■ Document segment

****

A car is propelled forward because its wheels are driven around by a motor. These wheels exert a force on the ground.
A plane is propelled forward because it is thrust forward by its engines. These engines exert a force on the air around them.
What the wheels on a plane do is irrelevant. Normally, at takeoff, the pilot will keep the wheel brakes on until his engines have developed sufficient thrust, in order to shorten the takeoff distance. Otherwise, the only function the wheels have, is to allow the aircraft to be rolled and steered on the ground.
Run on a treadmill. You stay in the same place, because the belt keeps pace with your steps.
Strap a jet engine on your back, get on the treadmill, regardless of what it does, and you will fly through the wall, because the force which is now propelling you forwards is completely independent of your feet, or the treadmill.
The conveyor belt, the wheels, whatever, are all completely irrelevant to the problem posed.
A jet engine has no contact with the ground, ( and neither does a propeller), they propel whatever they are attached to by thrust against the surrounding air.

****

■ Tasks to complete
#1 In the propulsion passage, why does the pilot keep the wheel brakes on at takeoff until the engines have developed sufficient thrust?
#2 Reproduce the propulsion passage between "What the wheels" and "with your steps.", inclusive.
The material that comes next stands apart from the propulsion passage.

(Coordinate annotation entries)
****

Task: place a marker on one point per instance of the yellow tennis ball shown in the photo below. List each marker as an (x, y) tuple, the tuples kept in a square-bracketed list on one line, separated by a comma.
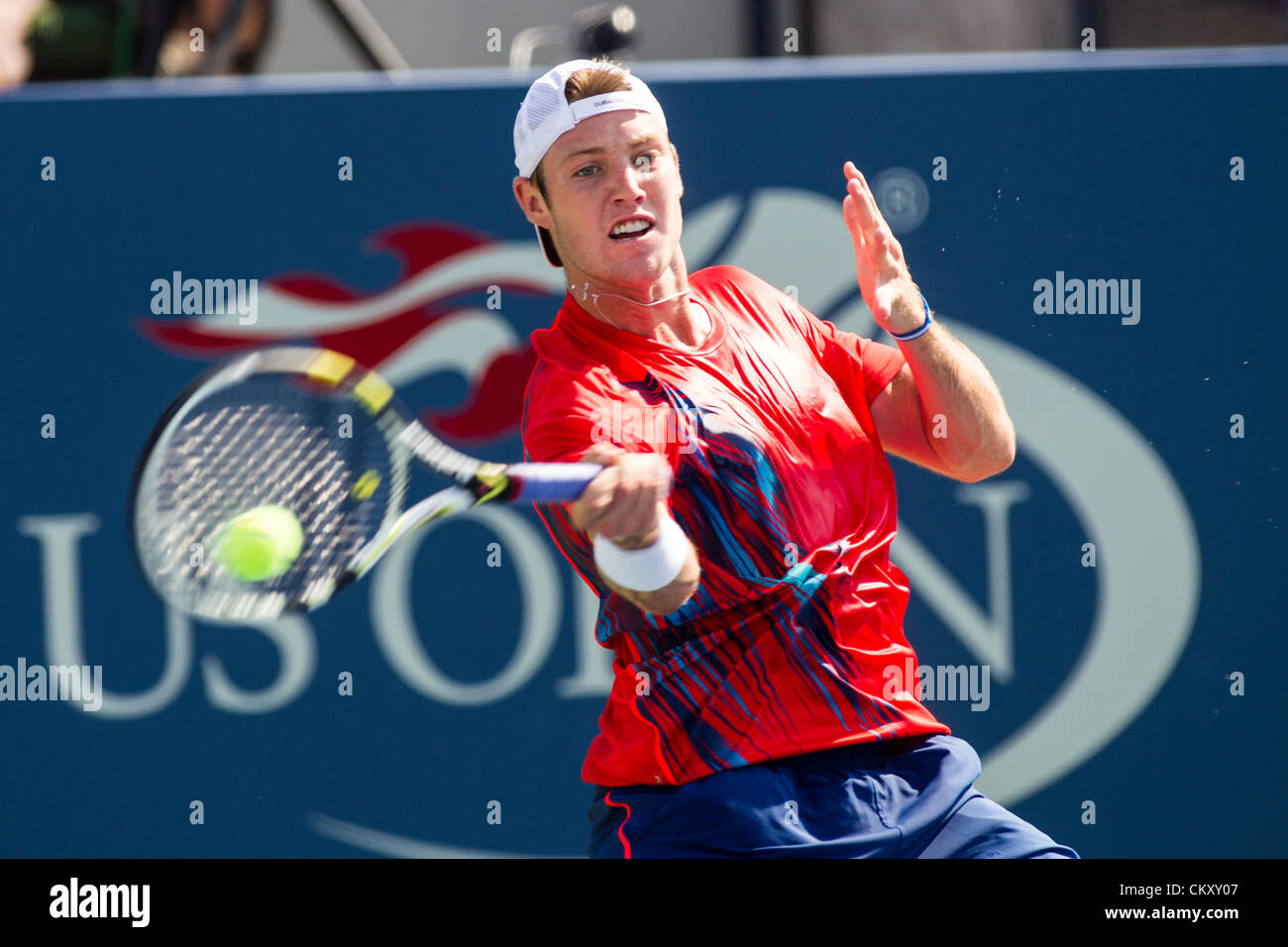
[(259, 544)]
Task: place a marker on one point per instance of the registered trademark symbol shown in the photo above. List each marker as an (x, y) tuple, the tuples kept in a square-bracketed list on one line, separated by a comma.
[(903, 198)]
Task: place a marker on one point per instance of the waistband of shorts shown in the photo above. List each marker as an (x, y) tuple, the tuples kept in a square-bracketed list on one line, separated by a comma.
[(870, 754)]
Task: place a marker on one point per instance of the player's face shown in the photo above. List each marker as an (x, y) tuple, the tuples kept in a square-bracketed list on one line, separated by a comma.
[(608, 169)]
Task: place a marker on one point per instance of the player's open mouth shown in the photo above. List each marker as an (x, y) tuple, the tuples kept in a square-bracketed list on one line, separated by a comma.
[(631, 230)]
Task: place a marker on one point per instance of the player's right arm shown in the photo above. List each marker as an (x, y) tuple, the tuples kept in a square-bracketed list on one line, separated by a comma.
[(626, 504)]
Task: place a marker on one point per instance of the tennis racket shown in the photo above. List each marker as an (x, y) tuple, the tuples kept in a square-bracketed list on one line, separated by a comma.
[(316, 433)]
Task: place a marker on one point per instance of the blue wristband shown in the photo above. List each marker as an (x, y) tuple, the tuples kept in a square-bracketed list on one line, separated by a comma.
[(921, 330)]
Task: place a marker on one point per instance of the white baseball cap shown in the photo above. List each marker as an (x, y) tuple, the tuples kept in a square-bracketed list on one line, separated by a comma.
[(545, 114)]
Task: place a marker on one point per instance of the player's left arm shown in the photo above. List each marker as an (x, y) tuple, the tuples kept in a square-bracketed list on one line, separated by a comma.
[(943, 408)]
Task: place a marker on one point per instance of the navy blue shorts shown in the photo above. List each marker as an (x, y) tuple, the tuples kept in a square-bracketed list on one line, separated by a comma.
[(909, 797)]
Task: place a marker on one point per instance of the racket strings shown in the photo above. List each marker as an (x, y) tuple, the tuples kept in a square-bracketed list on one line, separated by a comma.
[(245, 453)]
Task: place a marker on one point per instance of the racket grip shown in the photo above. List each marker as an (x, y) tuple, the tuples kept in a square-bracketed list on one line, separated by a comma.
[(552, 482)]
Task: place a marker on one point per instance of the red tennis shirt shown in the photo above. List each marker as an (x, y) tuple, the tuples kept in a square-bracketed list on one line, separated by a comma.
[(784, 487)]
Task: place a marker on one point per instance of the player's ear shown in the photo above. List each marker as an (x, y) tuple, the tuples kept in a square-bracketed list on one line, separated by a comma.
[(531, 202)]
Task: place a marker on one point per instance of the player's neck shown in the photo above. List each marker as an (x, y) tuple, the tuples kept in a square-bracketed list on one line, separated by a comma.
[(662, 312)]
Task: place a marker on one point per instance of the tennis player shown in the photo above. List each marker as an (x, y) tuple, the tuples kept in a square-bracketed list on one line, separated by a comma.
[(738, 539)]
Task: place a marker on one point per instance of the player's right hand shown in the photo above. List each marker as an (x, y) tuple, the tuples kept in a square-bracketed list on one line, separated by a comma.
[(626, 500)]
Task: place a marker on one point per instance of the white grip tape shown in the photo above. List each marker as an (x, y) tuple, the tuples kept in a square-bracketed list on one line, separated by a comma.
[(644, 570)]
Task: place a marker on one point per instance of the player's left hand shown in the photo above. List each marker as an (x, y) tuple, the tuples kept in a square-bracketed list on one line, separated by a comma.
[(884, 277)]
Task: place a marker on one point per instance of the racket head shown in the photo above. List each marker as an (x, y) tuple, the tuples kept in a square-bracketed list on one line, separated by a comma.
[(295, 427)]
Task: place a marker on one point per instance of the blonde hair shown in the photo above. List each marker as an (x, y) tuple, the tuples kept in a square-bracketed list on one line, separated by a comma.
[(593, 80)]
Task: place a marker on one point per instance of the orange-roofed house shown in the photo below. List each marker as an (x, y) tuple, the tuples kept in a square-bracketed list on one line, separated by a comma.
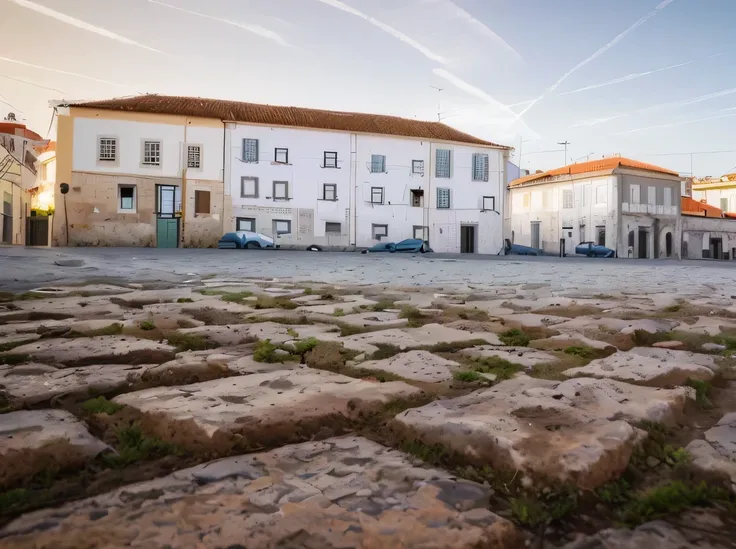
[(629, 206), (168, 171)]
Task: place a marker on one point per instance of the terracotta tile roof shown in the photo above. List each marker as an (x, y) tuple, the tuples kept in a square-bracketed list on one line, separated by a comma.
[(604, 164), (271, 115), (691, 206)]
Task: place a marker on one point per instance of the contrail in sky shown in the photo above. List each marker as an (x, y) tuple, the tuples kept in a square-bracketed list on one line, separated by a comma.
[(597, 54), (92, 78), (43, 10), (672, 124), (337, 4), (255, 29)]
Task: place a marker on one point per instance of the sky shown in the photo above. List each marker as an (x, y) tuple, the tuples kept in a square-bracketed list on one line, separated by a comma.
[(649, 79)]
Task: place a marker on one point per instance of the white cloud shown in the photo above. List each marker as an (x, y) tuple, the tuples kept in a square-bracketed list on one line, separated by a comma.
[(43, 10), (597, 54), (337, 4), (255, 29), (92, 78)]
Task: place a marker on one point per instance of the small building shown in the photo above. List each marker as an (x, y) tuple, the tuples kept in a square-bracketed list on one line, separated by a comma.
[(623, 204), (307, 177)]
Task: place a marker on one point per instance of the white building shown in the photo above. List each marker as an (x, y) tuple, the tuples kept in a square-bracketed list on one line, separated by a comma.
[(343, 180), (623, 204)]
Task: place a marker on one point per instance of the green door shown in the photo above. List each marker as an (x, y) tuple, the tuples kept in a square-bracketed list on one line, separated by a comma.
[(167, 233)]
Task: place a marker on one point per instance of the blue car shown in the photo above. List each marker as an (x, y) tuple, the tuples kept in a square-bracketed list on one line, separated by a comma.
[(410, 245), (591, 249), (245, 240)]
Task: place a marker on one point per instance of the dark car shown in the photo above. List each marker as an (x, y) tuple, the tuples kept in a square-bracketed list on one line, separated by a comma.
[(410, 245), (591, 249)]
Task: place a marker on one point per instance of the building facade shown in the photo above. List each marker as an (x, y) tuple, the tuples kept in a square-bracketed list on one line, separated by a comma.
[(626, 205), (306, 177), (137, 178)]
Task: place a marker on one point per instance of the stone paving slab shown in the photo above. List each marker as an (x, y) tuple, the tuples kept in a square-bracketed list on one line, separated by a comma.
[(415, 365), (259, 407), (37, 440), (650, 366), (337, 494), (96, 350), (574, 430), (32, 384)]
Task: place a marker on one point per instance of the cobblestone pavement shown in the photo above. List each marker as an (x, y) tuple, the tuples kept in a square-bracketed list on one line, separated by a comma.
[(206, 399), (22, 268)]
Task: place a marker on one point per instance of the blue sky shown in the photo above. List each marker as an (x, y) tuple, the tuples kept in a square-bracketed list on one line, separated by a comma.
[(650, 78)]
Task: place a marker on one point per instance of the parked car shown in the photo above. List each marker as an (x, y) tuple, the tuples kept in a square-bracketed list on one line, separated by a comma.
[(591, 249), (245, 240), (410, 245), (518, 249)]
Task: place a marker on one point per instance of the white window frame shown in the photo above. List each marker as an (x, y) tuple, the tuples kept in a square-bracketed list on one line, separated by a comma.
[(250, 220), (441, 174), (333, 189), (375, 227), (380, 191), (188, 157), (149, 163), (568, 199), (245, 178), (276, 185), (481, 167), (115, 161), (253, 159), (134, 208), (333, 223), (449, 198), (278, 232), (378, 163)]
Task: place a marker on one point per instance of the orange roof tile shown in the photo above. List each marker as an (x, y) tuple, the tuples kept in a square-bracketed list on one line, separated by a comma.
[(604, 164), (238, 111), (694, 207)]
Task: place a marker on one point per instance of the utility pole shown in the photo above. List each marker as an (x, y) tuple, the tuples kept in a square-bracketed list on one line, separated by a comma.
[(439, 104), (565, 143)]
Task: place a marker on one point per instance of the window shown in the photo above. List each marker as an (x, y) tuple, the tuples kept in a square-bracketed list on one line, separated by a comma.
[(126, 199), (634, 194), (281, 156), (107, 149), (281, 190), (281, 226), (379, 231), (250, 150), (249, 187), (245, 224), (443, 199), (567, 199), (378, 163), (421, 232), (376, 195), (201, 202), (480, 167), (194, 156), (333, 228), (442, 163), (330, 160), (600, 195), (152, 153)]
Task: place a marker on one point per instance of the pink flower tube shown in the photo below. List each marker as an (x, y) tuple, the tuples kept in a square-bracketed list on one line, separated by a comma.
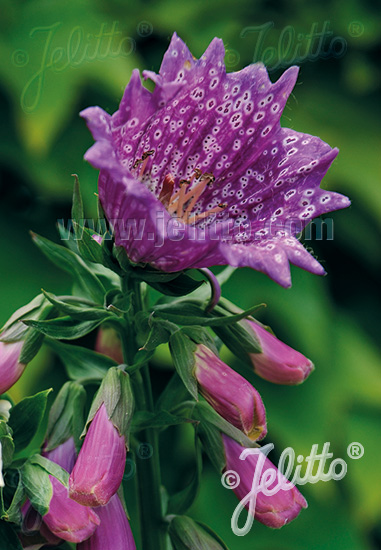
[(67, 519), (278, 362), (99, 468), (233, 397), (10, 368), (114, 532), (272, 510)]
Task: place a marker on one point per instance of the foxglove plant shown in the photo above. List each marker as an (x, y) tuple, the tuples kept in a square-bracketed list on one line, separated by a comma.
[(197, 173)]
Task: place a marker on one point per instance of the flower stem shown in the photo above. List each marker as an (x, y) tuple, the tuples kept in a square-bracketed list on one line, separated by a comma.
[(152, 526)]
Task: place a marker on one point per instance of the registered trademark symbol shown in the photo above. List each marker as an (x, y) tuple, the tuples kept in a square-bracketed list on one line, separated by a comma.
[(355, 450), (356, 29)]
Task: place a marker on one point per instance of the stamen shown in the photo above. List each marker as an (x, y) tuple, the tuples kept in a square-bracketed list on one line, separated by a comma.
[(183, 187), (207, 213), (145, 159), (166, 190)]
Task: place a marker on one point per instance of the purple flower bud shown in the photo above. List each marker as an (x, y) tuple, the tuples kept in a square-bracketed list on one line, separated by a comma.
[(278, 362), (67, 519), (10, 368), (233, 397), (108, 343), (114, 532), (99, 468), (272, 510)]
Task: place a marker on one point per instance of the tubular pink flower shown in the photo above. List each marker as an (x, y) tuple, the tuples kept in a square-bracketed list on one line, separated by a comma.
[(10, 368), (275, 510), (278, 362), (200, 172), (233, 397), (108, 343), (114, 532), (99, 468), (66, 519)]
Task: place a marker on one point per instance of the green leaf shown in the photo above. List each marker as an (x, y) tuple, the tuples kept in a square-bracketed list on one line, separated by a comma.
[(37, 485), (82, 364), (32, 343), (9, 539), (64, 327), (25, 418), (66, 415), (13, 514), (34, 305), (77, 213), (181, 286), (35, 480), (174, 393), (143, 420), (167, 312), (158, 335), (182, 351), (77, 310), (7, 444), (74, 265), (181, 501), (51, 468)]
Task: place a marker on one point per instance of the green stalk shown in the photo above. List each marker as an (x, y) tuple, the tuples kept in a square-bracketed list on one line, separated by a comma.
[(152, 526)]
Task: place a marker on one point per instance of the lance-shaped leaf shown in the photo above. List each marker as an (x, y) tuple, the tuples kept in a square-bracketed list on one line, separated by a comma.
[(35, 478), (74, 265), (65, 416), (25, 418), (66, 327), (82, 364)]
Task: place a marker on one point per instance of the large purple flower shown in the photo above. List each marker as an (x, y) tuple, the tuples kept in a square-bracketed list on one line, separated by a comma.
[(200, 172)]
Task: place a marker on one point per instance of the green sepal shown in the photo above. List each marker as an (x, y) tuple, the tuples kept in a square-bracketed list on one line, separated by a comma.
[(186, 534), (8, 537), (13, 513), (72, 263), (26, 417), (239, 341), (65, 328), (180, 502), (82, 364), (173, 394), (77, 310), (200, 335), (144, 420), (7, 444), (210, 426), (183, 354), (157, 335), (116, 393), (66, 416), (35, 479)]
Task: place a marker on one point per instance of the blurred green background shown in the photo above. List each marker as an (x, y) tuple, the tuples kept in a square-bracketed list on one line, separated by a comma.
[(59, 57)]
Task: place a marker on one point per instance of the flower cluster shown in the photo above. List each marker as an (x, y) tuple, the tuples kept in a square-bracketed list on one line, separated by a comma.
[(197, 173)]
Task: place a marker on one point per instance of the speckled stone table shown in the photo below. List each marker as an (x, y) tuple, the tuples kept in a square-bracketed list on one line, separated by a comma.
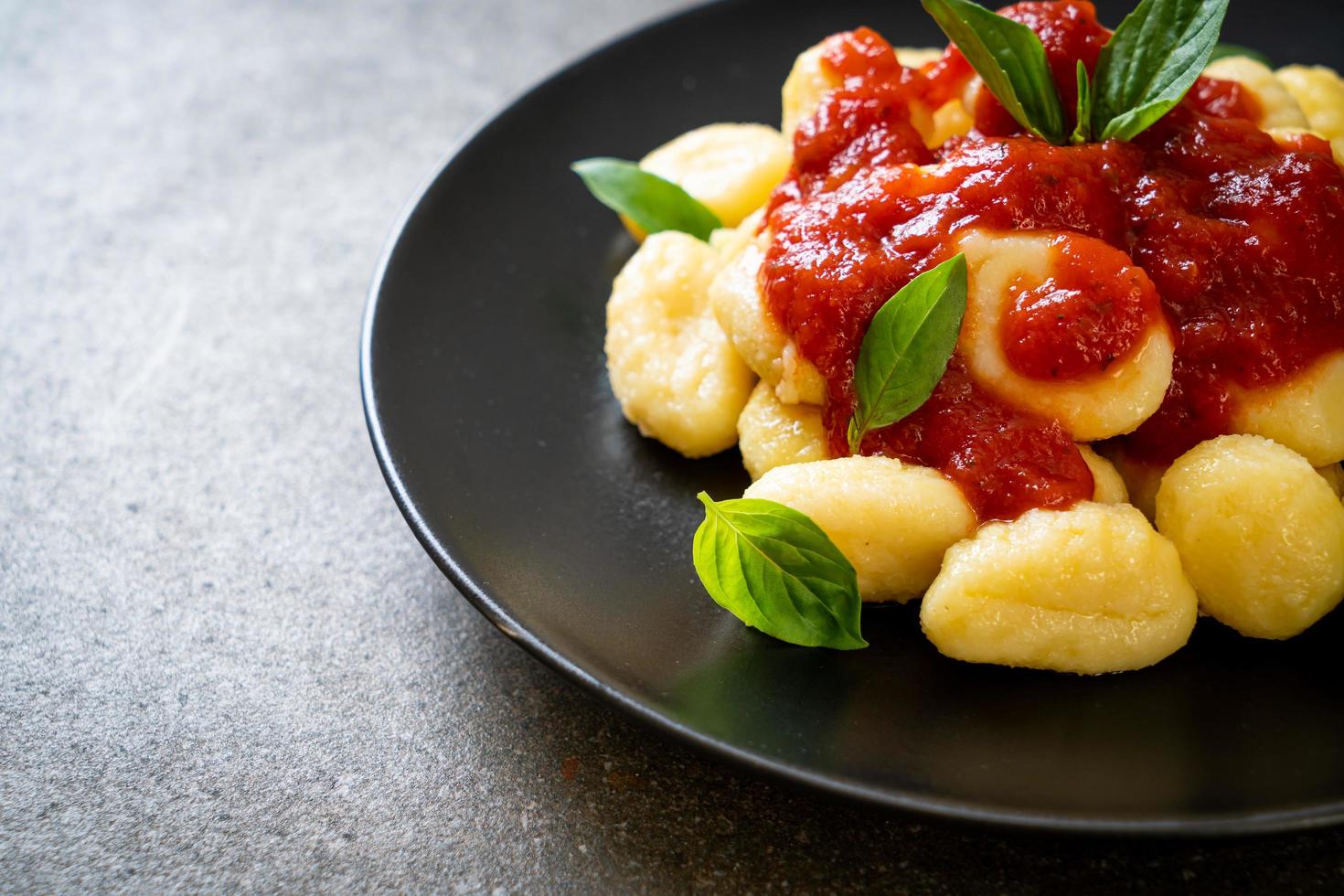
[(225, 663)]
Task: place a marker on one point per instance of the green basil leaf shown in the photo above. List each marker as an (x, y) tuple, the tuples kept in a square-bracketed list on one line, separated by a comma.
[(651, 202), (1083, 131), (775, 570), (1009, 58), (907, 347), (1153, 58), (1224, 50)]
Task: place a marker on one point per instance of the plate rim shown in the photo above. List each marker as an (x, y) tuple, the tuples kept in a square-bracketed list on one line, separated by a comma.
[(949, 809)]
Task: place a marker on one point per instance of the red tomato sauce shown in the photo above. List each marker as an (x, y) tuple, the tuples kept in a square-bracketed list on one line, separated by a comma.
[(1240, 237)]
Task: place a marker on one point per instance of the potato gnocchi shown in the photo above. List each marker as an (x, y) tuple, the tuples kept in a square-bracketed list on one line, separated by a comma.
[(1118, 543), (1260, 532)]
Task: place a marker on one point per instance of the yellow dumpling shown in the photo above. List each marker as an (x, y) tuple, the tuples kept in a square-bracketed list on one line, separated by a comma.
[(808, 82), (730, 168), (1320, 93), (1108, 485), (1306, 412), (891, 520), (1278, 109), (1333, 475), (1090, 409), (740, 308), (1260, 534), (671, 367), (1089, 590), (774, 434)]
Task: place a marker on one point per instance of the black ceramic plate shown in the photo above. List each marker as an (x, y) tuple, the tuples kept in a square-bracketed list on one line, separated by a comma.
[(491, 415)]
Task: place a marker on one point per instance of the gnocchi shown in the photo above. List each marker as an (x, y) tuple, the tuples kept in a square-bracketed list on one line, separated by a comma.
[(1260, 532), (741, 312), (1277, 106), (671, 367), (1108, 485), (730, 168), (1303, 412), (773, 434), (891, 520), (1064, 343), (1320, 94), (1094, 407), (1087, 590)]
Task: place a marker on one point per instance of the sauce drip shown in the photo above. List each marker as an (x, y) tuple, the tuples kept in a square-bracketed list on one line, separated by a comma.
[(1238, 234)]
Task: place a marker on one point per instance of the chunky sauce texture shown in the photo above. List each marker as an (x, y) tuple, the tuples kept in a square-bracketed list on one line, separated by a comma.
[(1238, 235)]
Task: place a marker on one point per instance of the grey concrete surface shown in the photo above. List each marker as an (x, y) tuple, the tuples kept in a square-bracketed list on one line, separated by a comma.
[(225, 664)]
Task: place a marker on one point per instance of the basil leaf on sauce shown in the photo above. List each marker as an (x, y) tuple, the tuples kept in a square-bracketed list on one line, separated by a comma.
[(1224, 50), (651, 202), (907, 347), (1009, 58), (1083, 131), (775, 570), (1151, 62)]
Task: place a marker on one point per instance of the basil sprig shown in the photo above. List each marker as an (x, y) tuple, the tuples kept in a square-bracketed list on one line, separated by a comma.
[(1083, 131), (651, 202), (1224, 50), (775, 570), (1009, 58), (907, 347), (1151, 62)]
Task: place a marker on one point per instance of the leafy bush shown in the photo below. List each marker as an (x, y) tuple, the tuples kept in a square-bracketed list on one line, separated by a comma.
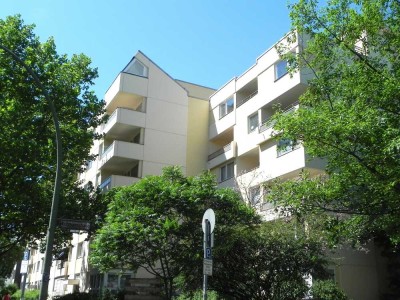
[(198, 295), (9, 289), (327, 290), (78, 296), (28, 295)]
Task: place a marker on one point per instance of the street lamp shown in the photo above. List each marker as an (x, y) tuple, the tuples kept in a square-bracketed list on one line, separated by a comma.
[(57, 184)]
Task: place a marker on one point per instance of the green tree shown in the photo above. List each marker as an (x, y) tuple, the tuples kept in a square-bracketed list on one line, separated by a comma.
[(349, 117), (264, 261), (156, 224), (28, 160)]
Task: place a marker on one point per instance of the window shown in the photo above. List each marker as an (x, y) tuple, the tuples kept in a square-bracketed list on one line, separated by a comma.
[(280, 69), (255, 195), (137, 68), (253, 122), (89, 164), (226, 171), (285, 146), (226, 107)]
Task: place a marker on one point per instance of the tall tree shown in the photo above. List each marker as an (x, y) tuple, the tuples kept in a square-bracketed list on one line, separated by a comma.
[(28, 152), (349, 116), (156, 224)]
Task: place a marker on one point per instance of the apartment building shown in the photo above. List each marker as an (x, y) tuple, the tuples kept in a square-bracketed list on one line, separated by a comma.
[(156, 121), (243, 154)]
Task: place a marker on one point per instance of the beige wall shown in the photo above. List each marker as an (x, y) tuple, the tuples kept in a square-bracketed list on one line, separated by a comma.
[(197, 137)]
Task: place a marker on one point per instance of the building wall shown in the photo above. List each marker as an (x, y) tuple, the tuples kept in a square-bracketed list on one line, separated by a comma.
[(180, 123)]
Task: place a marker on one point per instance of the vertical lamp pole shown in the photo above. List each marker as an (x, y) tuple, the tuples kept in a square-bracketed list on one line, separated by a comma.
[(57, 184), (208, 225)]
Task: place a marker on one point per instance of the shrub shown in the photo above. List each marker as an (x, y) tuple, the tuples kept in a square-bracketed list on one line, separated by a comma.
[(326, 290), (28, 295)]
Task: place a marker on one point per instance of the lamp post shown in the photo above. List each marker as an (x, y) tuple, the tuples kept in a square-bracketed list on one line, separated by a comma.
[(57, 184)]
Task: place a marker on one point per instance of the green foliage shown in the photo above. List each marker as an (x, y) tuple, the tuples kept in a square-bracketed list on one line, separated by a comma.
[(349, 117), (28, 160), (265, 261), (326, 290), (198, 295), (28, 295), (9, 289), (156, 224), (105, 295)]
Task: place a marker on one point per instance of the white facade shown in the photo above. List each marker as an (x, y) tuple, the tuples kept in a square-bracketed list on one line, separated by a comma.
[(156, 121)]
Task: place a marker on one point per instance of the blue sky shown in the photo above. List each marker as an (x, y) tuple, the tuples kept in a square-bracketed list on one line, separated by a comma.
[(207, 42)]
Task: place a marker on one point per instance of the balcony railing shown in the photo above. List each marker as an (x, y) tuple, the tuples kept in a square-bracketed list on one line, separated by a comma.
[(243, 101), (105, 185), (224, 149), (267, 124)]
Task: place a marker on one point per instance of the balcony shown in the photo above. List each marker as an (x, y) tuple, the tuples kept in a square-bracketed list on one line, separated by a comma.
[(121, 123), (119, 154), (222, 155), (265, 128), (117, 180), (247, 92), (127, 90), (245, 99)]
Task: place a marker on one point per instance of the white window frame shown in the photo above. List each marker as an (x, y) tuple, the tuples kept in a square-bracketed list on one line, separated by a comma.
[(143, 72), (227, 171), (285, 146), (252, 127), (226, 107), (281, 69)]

****

■ List of solutions
#1 To shorten the takeoff distance.

#2
What the wheels on a plane do is irrelevant. Normally, at takeoff, the pilot will keep the wheel brakes on until his engines have developed sufficient thrust, in order to shorten the takeoff distance. Otherwise, the only function the wheels have, is to allow the aircraft to be rolled and steered on the ground.
Run on a treadmill. You stay in the same place, because the belt keeps pace with your steps.